Stored data entries
--

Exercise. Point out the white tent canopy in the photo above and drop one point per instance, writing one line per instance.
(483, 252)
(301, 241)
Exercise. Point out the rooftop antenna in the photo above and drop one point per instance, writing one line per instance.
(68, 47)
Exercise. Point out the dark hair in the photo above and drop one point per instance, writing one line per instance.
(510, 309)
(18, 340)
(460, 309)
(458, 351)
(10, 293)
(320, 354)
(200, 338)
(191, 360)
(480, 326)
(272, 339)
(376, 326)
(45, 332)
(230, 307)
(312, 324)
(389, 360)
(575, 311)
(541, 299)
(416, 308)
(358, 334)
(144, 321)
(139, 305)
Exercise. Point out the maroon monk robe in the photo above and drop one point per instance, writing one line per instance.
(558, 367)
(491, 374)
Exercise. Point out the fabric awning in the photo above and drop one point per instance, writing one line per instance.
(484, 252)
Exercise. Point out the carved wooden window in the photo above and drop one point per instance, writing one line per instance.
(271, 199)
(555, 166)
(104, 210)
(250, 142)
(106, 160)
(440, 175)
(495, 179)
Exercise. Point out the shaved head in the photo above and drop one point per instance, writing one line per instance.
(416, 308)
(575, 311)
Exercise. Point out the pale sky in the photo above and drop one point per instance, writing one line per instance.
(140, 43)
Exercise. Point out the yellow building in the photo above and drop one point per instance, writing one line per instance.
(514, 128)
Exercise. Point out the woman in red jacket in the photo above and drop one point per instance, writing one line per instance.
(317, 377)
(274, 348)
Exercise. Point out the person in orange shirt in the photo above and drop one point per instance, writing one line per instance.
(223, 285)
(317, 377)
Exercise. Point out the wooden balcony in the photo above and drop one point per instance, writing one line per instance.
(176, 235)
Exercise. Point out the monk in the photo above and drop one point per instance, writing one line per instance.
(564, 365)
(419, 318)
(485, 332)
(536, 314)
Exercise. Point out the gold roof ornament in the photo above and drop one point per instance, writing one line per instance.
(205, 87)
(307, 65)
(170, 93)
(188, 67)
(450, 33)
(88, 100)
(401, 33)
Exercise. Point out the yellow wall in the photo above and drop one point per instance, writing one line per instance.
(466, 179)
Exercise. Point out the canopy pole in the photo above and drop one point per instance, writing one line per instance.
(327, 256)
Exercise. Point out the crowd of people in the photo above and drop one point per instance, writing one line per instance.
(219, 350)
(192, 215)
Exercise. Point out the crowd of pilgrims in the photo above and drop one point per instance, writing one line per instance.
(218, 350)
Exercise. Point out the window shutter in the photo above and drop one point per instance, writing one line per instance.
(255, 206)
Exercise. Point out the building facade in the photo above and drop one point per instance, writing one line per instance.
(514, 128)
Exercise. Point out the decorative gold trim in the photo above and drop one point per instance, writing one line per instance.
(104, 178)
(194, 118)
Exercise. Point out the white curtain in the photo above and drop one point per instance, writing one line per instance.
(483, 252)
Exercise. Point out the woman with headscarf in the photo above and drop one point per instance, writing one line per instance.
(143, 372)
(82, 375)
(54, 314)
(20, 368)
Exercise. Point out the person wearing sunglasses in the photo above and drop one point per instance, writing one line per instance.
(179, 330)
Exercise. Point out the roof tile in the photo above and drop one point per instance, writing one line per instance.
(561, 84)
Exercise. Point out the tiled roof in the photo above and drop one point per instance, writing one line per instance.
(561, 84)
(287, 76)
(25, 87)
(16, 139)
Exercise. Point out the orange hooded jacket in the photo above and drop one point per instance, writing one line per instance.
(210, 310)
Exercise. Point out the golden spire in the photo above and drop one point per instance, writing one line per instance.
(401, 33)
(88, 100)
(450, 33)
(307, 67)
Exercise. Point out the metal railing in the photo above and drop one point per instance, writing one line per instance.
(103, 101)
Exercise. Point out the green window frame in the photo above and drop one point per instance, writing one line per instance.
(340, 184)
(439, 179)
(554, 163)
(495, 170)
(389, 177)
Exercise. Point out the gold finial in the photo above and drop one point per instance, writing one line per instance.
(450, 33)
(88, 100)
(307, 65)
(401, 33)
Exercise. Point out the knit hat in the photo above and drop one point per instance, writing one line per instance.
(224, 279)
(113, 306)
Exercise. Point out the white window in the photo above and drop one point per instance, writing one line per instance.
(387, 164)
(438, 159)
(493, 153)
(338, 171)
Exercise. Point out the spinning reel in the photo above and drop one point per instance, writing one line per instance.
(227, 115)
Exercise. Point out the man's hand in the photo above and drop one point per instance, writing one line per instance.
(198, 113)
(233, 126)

--

Go through the data and return every record exactly.

Exercise. Point out the white tent canopy in the photo above and drop one point per instance, writing one line per instance.
(483, 252)
(301, 241)
Exercise. Point out the rooftop antenna in the photo above and drop one point per instance, writing one line per instance.
(68, 47)
Exercise. Point out the dark hair in the photo above and drop one point per instance, writing one line per instance.
(510, 309)
(18, 340)
(460, 309)
(458, 351)
(10, 293)
(320, 354)
(200, 338)
(191, 360)
(480, 326)
(272, 339)
(376, 326)
(45, 332)
(230, 307)
(312, 324)
(389, 360)
(575, 311)
(541, 299)
(416, 308)
(358, 334)
(144, 321)
(139, 305)
Exercise. Point out the maroon monk robe in the photo above and drop one point per instance, writing one line per instance.
(558, 367)
(491, 374)
Exercise. Point out the fabric awning in the photo above and drop one point per instance, writing one line per instance.
(484, 252)
Exercise. Point out the carved wooden window in the photo above and drop one point per instance, writing one line per instance.
(271, 199)
(555, 166)
(104, 210)
(250, 142)
(106, 160)
(440, 175)
(495, 179)
Exercise. Point out the shaved head in the photo above and drop one point per instance, writing one line per instance.
(416, 308)
(575, 311)
Exercise. Point out the pale sky in the photo above and drop one point per instance, writing one line per instance.
(140, 43)
Exercise. Point out the yellow building in the photo above and drop one point per instance, writing one line per instance.
(514, 128)
Exercise. Point out the woman in red jacket in the photo above and drop one point per instance, writing one line per instance.
(317, 377)
(274, 348)
Exercise. Point out the person in orange shirt in the photo above and drop one point per instance, writing one line per instance.
(223, 285)
(317, 377)
Exercise. Point out the wooden balcony in the photo above and drop one point per instance, writing one line per instance.
(176, 235)
Exercise. Point out the monk in the photo above and drop one point per instance, writing one line per instance.
(564, 365)
(419, 318)
(485, 332)
(536, 314)
Exercise. Point out the gold roof ornament in the photo above and drop one point per instance, writing one line per instance.
(205, 87)
(307, 65)
(170, 93)
(188, 67)
(450, 33)
(88, 100)
(401, 33)
Exercise. Point out the yellow wall in the photo above and drop one point per instance, writing one line per instance.
(466, 179)
Exercise. Point out the canopy pole in the photo above and drop one point per instance, writing one line per instance.
(327, 256)
Exercise. Point out the crowd of people in the photo above and drop one point per instance, writing one line per instance.
(219, 350)
(192, 215)
Exercise. Point out the crowd of pilgrims in the photo above and drop one point per instance, writing one line per instance.
(218, 350)
Exercise. Point out the window shutter in the photo above and drop one point per instance, writing one line per instance.
(255, 206)
Exercise. Point out the building facade in the photo above and drop one point per instance, writing one line per instance.
(514, 128)
Exercise. Point out the decorative gold trim in the photo above and drop one point per instance, writing one line per instance.
(104, 178)
(194, 118)
Exercise. Point out the white curtain in the photo above and drop one point per instance, writing one line per instance.
(483, 252)
Exercise. Point out the woman with headscarf in the photo above and drop one point per instance, writing one line per instance.
(143, 372)
(82, 375)
(54, 314)
(20, 368)
Exercise. Point out the person wearing sunglasses in the photo above and drop one point per instance, writing one line per instance.
(179, 330)
Exercise. Point out the roof tile in the photo above and drop one point per instance, writing one line per instance.
(561, 84)
Exercise. Point out the tiled roof in the photo above and drop one point per instance, writing one line per instance.
(561, 84)
(287, 76)
(25, 87)
(16, 139)
Exercise. Point out the orange hooded jacket in the photo above and drop one point per instance, writing one line per instance.
(210, 310)
Exercise. Point out the golden spire in the photo above and drop one point per instance, writing one line per instance.
(401, 33)
(88, 100)
(450, 33)
(307, 67)
Exercise. Point out the metal railing in the photo above and drop one point per instance, writing one line per instance.
(103, 101)
Exercise. Point out the green window frame in the photo above and drop one point per instance, writing one line per instance.
(340, 184)
(439, 179)
(554, 163)
(495, 170)
(389, 177)
Exercise. Point out the gold finial in the photo above and drop one point per instance, writing one line per instance.
(450, 33)
(88, 100)
(307, 65)
(401, 33)
Exercise. Point out the knit hat in the photo above and drop one point per instance, writing one line per instance.
(224, 279)
(113, 306)
Exercise. Point out the white window in the photo above and drop one point per instance, writing one line per instance.
(387, 164)
(438, 159)
(493, 153)
(338, 171)
Exercise. Point out the spinning reel in the photo above and drop one point per instance, writing one line per instance.
(227, 115)
Exercise. Point out the man's hand in the photo above and drop one point per instance, writing one line per instance.
(198, 113)
(233, 126)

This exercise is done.